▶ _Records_
○ ○ ○

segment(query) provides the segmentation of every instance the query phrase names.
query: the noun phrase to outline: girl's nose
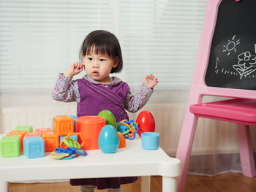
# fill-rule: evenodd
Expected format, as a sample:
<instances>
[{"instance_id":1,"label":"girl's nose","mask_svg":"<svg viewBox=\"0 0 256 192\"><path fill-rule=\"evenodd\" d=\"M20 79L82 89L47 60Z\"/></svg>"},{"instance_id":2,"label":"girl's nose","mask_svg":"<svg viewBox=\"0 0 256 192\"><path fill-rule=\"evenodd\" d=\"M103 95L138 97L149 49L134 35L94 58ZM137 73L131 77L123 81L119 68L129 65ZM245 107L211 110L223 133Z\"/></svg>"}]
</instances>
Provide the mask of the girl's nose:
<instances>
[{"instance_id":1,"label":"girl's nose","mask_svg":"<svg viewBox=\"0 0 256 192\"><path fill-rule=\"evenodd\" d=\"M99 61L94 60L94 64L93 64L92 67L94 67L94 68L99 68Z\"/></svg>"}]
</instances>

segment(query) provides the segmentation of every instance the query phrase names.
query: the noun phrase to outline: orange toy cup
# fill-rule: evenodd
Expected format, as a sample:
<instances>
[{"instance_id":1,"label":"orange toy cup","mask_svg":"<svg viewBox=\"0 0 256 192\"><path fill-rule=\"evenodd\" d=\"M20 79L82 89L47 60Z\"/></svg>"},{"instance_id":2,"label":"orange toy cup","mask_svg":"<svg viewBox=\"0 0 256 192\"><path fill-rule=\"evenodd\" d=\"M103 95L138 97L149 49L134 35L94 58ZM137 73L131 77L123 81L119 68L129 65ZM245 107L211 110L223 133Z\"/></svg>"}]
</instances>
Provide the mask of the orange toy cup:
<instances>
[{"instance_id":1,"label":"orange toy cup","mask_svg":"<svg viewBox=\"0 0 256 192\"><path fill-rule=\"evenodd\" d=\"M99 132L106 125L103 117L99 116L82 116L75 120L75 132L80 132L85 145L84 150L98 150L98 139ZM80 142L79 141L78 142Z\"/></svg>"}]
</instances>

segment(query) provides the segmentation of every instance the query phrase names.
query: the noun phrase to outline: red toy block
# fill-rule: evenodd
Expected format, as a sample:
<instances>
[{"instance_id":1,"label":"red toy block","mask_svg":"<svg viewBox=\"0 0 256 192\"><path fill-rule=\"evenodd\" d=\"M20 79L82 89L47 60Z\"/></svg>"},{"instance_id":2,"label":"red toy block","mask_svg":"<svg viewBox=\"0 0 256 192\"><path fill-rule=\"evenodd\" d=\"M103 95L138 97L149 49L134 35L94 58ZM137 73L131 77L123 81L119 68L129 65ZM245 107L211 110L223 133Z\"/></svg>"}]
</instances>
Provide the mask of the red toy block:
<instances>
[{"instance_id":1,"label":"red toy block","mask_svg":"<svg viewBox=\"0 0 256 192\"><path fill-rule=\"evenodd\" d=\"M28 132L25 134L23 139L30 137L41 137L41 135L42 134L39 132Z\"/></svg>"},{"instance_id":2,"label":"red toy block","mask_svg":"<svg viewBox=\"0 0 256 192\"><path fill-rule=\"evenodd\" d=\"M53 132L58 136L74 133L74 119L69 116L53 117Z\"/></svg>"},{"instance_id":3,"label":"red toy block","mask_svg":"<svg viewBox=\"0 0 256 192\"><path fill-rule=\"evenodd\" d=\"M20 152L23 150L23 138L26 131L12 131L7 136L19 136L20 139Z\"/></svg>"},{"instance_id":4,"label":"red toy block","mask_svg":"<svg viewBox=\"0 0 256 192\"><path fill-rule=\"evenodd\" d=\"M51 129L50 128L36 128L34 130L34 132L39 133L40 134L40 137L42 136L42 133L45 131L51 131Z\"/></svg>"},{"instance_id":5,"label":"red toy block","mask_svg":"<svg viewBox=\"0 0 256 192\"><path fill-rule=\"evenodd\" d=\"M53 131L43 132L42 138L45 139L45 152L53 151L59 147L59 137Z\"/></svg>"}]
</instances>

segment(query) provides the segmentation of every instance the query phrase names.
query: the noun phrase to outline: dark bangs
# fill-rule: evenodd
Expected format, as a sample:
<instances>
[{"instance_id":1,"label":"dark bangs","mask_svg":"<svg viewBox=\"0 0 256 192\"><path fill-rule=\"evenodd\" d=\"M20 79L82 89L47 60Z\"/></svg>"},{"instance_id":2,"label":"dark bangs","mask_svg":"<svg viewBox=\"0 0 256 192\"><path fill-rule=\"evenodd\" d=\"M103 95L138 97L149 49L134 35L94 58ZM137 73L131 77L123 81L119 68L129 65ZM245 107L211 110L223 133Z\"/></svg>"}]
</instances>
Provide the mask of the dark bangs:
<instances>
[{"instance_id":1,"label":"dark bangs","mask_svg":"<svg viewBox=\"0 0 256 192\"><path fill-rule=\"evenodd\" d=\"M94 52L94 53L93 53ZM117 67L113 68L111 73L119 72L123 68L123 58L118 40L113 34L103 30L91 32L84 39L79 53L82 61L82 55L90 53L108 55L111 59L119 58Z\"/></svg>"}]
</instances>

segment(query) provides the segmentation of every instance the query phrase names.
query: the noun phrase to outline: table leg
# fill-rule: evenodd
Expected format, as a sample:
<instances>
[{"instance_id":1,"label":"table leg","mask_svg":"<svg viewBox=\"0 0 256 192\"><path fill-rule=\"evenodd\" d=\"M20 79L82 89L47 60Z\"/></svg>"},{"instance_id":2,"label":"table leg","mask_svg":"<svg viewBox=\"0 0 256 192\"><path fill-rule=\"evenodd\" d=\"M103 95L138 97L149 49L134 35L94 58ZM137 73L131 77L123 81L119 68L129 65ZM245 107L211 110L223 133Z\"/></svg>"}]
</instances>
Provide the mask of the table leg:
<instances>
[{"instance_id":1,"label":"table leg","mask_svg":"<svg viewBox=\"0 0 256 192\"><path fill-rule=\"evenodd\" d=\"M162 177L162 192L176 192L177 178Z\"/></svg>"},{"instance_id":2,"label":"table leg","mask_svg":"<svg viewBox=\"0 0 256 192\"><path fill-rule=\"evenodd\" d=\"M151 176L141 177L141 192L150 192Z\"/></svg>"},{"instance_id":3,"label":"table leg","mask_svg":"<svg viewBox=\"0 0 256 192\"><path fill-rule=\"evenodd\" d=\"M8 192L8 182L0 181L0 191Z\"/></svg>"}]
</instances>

○ ○ ○

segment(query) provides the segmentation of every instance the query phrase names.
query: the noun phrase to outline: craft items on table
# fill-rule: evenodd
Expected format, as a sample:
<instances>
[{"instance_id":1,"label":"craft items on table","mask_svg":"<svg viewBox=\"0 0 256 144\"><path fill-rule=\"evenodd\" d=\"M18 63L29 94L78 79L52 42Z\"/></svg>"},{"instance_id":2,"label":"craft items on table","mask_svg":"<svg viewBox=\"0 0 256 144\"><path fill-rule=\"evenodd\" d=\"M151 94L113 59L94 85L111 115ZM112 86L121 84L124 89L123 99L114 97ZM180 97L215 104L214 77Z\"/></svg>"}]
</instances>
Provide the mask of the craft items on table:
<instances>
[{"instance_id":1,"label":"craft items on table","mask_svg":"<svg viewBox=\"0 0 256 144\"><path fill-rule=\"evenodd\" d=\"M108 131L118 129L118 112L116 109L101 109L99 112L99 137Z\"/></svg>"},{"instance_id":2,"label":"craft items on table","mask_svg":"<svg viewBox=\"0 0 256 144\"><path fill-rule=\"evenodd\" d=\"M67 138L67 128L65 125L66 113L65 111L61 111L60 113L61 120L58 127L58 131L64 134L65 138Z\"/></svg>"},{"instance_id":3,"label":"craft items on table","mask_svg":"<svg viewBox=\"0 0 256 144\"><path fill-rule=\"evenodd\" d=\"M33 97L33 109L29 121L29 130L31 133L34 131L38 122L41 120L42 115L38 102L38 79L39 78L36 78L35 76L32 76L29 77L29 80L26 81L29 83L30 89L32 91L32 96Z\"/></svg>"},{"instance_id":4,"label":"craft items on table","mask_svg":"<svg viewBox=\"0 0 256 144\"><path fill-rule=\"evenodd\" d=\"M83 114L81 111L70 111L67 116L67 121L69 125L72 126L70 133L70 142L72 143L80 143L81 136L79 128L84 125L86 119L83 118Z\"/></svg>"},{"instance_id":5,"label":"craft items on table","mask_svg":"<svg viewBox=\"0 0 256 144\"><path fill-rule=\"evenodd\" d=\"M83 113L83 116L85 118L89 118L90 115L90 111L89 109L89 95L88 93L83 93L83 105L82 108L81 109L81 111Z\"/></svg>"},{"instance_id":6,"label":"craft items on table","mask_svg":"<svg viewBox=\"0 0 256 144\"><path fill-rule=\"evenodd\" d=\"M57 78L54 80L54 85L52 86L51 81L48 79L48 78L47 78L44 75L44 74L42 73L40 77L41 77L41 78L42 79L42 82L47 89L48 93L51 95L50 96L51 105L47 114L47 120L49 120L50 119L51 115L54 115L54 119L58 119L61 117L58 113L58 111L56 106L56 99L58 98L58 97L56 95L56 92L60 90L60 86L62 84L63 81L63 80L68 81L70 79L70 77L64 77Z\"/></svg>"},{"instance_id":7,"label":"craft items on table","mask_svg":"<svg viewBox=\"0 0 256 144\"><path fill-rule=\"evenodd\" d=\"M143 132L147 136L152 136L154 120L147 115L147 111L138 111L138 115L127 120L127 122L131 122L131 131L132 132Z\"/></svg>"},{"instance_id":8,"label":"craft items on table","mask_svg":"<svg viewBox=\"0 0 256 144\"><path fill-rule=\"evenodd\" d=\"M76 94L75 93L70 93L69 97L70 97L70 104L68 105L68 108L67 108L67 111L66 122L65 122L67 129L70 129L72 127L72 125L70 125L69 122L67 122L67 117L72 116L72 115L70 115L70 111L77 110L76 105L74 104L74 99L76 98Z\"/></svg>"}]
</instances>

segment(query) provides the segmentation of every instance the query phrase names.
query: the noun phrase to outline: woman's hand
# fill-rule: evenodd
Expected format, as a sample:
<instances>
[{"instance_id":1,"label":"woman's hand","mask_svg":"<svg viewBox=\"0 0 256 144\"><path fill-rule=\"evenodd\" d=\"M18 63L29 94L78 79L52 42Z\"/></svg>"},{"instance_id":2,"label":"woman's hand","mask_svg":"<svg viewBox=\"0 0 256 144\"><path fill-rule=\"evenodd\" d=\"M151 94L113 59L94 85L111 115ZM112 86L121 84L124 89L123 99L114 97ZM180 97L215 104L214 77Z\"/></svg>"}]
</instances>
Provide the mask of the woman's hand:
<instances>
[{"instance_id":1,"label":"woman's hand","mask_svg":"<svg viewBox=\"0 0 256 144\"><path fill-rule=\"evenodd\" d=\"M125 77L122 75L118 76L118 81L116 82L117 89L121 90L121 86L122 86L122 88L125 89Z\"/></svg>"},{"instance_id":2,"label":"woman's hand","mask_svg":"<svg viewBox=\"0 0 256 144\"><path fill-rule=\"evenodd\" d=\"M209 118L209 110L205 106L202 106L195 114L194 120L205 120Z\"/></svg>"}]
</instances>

○ ○ ○

▶ _Exercise details_
Return every line of the items above that contains the word "bangs".

▶ _Finished answer_
query: the noun phrase to outline: dark bangs
[{"instance_id":1,"label":"dark bangs","mask_svg":"<svg viewBox=\"0 0 256 192\"><path fill-rule=\"evenodd\" d=\"M20 79L82 89L47 60Z\"/></svg>"},{"instance_id":2,"label":"dark bangs","mask_svg":"<svg viewBox=\"0 0 256 192\"><path fill-rule=\"evenodd\" d=\"M103 95L138 97L149 49L134 35L94 58ZM137 73L131 77L123 81L119 68L129 65ZM245 107L211 110L223 133Z\"/></svg>"}]
Provide the mask of the dark bangs:
[{"instance_id":1,"label":"dark bangs","mask_svg":"<svg viewBox=\"0 0 256 192\"><path fill-rule=\"evenodd\" d=\"M94 52L94 53L93 53ZM117 67L113 68L111 73L119 72L123 68L123 58L118 40L113 34L103 30L91 32L84 39L79 53L82 61L82 55L90 53L108 55L111 59L119 58Z\"/></svg>"}]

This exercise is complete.